Show each row below that contains the word "mirror", reproducing every such row in full.

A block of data
+ + + + + + +

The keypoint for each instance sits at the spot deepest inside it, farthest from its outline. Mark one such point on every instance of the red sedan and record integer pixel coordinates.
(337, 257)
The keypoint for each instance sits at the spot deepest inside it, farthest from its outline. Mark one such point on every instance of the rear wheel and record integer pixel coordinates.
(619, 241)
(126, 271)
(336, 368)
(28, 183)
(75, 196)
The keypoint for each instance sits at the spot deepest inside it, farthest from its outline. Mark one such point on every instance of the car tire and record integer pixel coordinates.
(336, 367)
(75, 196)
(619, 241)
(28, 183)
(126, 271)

+ + + + + + +

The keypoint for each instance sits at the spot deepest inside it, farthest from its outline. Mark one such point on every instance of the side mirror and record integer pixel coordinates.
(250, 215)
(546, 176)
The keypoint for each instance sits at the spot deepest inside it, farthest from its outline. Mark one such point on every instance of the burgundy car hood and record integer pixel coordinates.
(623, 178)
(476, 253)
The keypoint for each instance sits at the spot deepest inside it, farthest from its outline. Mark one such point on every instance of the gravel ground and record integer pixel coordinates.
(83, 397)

+ + + + + + +

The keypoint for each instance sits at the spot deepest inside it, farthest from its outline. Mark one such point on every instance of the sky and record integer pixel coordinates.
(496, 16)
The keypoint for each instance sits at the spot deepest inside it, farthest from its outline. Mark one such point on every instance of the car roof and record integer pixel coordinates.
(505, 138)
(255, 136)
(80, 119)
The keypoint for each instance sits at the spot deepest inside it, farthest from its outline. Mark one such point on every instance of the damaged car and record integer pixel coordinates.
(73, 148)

+ + + + + + +

## Solution for this task
The keypoint for each instance sits at the spot deepest inside it, farthest from its outline. Mark one such point on every instance of the side mirror and record integer pixel coordinates.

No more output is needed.